Document text |
Intersect, Except, Union, All and Any

  • Sorry, it was a bit drastic to say it always gives better performance, I should have said normally gives same performance or better. In the example case of the article I got a 75 % reduction in query time. In my experience the EXISTS scales better than NOT IN when there are many rows in the NOT IN / EXISTS table. For production environments EXISTS is a safer solution than NOT IN. In my opinion. 🙂

    Johan

  • Dear David,

    Thanks for detailed explanation – I use your article as reference for all these topics. Unfortunately unlike your conclusion for EXPECT case I found situation where NOT IN gives dramatically worst performance:

    I try to compare local and remote table. For both cases EXCEPT and LEFT JOIN it gives roughly the same performance. See here:

    [EXCEPT]

    SELECT ac.Article_Code

    FROM relAC ac

    EXCEPT

    SELECT Code

    FROM [SRV-DCI-PRAHA].[DCI].[dciowner].Products

    [font="Courier New"]

    Local table: Scanning a clustered index, entirely or only a range.

    Remote Table: Send a SQL query to another than the current SQL Server.

Supplied data |
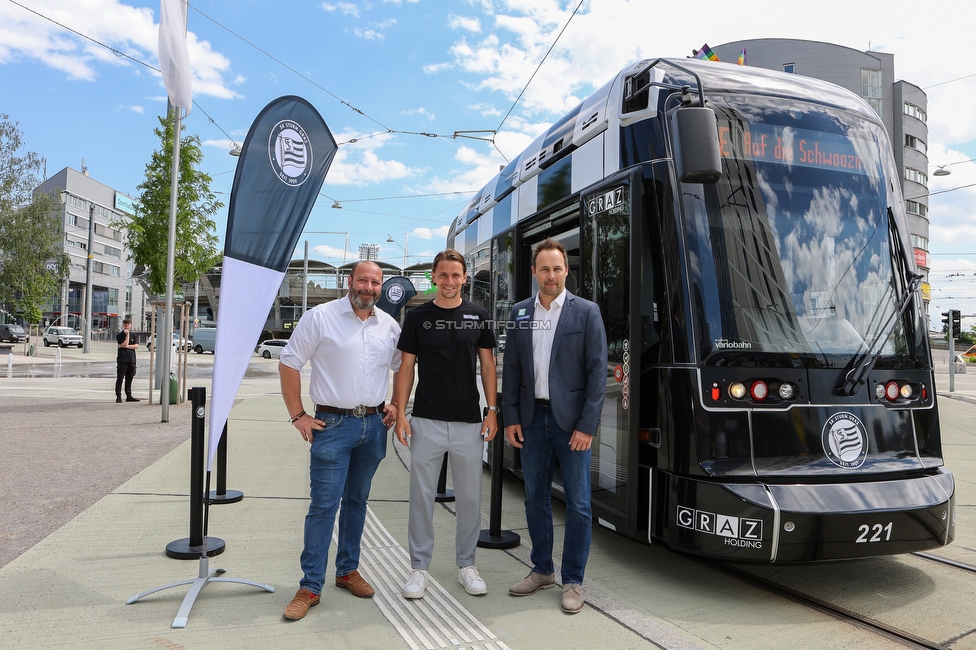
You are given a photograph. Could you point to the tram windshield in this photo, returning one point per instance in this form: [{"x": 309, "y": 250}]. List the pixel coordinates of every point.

Given exercise |
Answer these questions about the forum thread on SQL set operators:
(a) What reduction in query time does the post signed Johan report for the article's example case?
(b) In the comparison of a local and a remote table, which two approaches give roughly the same performance?
(c) How is the remote table described?

Solution to this exercise |
(a) A 75 % reduction in query time.
(b) EXCEPT and LEFT JOIN.
(c) Send a SQL query to another than the current SQL Server.